#### Task goal:
Reproduce only the lines from the line containing "If you could spot the dirt" to the end of the entries below, including both of those lines.
···
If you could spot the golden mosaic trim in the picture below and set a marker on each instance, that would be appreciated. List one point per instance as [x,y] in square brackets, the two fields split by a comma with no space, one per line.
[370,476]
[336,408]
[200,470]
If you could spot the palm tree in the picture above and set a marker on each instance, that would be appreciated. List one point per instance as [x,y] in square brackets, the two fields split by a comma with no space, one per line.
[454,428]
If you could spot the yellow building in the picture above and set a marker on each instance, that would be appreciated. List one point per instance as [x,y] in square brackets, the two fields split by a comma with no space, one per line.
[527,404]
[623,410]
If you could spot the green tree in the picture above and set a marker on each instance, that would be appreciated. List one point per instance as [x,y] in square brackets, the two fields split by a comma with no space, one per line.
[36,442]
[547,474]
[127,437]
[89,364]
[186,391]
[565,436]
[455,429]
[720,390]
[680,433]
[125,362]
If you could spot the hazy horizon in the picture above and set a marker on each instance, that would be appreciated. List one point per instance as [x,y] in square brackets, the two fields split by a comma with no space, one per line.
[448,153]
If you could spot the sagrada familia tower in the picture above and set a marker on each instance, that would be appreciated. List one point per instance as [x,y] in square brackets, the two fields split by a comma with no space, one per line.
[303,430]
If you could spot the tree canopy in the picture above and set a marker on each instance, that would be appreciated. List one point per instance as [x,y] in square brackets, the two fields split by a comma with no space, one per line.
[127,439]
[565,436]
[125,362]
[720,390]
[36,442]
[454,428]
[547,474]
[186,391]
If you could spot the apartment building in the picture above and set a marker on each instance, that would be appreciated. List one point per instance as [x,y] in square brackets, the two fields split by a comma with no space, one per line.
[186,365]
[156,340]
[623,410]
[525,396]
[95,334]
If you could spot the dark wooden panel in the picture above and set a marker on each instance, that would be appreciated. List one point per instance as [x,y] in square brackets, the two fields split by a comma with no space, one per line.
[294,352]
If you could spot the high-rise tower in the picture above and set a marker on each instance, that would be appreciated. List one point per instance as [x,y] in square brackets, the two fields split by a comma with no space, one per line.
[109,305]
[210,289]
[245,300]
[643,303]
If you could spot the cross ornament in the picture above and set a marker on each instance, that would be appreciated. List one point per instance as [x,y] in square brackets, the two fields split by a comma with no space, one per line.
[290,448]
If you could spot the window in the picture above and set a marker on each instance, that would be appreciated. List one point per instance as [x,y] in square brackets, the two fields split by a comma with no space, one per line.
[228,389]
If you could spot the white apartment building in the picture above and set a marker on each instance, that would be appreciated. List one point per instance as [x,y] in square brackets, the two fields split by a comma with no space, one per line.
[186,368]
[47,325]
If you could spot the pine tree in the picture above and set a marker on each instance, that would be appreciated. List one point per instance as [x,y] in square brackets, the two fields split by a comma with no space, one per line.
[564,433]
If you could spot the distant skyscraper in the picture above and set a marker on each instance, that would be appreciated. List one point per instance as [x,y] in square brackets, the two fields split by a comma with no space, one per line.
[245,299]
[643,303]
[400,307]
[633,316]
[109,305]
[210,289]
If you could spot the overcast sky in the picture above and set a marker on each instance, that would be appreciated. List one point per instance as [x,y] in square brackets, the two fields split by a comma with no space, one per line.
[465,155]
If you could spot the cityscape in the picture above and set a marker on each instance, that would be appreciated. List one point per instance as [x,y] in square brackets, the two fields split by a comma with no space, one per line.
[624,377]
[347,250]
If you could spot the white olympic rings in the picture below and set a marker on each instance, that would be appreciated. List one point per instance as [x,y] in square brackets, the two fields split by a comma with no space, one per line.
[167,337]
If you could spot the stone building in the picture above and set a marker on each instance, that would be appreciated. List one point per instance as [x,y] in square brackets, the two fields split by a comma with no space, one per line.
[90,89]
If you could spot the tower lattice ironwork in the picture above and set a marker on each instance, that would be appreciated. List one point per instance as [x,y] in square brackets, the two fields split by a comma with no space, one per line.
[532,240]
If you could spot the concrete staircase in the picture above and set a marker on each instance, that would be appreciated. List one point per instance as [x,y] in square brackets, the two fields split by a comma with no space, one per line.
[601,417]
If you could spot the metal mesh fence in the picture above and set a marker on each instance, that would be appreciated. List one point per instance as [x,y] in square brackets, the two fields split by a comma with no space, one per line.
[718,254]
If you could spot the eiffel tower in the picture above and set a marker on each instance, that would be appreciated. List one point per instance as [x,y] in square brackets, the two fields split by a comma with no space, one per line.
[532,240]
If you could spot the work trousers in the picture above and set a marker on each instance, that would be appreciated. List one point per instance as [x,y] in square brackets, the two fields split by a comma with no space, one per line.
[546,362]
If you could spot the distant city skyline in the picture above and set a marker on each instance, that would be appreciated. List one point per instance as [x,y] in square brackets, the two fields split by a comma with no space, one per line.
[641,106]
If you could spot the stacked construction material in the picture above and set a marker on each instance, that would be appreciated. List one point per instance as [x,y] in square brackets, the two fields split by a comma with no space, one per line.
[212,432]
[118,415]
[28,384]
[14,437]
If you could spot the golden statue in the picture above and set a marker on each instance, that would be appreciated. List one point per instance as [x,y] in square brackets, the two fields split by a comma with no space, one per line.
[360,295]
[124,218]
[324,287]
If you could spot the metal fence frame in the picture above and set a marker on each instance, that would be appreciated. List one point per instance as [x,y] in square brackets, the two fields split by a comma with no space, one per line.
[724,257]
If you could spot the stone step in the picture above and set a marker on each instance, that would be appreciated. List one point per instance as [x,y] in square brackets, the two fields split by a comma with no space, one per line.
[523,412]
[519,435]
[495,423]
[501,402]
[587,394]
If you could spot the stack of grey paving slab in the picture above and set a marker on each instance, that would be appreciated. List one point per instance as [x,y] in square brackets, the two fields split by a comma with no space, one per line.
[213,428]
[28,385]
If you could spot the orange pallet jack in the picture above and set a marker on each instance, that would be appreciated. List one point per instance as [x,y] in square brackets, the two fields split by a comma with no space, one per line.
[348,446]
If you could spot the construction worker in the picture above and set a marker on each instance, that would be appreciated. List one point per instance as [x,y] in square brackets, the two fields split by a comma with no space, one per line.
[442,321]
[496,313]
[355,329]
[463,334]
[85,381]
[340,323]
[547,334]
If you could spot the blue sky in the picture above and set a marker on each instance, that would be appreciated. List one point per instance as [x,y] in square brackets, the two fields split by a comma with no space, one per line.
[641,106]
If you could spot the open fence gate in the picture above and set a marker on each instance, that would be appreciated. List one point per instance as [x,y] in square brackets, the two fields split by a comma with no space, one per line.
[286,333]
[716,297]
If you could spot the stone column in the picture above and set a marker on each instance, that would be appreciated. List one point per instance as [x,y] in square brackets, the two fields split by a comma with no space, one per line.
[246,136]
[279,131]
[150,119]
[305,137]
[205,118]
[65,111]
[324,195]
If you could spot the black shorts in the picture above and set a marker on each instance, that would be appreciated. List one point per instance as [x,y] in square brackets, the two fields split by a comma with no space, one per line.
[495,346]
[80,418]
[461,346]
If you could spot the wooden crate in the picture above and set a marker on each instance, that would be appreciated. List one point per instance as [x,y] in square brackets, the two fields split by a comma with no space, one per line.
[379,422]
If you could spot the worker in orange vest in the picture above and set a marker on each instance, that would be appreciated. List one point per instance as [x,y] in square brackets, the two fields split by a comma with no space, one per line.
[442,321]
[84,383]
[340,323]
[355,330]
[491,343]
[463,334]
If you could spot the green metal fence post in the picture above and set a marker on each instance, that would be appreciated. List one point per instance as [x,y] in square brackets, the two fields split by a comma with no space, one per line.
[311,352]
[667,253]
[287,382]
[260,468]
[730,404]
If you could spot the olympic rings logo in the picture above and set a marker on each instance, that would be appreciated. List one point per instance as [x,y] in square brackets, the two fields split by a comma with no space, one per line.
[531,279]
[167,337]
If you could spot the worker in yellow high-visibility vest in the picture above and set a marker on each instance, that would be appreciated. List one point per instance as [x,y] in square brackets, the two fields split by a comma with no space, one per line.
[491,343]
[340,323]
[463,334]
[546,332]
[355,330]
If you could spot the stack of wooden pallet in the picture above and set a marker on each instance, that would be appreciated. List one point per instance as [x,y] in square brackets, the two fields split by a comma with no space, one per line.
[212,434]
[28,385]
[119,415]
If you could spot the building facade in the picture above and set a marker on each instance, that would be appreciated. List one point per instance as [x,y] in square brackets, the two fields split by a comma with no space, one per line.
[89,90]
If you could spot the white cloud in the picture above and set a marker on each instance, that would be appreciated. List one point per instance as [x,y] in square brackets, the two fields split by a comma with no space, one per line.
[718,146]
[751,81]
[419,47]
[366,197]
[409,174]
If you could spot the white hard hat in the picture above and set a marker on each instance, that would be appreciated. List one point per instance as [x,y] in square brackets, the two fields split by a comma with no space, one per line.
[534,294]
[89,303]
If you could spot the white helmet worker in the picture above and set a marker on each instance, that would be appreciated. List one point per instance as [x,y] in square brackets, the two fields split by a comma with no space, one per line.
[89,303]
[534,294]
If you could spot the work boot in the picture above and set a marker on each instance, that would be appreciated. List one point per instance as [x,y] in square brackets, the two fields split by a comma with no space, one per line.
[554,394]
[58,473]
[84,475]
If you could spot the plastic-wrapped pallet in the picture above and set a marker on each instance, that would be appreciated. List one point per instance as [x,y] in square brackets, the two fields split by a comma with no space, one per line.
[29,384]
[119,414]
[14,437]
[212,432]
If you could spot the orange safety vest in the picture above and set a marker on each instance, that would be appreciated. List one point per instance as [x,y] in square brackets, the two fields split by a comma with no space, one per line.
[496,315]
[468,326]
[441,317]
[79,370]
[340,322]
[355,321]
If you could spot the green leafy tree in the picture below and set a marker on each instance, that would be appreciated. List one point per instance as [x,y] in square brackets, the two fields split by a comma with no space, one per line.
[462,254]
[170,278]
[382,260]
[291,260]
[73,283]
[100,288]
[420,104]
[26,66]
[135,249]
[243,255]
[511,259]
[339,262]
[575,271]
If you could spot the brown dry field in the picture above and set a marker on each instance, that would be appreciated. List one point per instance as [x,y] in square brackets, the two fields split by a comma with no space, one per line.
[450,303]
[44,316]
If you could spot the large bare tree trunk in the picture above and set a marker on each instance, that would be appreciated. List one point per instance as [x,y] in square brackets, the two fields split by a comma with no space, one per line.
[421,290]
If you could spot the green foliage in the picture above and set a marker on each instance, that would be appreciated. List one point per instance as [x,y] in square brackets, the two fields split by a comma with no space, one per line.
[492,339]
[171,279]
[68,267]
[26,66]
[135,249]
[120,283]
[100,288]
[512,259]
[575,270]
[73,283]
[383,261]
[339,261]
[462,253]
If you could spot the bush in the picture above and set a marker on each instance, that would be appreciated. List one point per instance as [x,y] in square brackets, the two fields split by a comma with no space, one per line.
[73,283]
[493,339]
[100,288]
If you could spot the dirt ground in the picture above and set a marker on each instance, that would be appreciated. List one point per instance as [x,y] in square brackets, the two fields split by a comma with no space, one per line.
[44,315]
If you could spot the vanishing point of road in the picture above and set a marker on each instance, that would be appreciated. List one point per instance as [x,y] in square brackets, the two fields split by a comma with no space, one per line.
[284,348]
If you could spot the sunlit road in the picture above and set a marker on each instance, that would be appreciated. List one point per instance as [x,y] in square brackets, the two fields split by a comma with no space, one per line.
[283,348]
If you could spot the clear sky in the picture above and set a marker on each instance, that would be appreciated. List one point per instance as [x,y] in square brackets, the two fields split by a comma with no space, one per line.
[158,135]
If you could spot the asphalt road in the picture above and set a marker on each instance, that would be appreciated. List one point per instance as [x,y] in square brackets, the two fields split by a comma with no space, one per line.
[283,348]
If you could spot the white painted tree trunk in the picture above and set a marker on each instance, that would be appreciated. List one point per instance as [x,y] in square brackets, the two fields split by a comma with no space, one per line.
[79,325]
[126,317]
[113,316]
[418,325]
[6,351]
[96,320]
···
#### Solution below:
If you could spot the dirt ground in the picture above and set a marker on each instance, that would be appreciated. List one point per instance as [x,y] in square brackets, the two fields split by a comma with no space, one per line.
[44,315]
If you could spot the vanishing point of road in the picture above and set a marker on each instance, that would be appreciated. List one point per instance as [x,y] in square brackets, the two fields split by a comma with no space, one per line.
[284,348]
If you could spot the sunlit road in the picture above and set a marker on each instance, that would be appreciated. List one point per instance as [x,y] in square brackets, the two fields split by a comma with no space, one per line.
[283,348]
If you could spot the clear sky in the picture above and set a marker on each instance, that would be appreciated. List one point per instance as [x,y] in square brackets, the two fields split by a comma with no space, one per line.
[158,135]
If you could spot the asphalt road in the picture above and set a marker on each instance, that would be appreciated. List one point per instance as [x,y] in square brackets, the two fields split by a comma with no space, one per line.
[283,348]
If you could spot the white painted tree trunk in the picture above and set a marker on each instance, that would be appreciated. List one point per instance as [x,y] in square brackets, the two fields split by a comma with no space, one per line.
[79,325]
[126,317]
[113,316]
[418,325]
[6,351]
[96,320]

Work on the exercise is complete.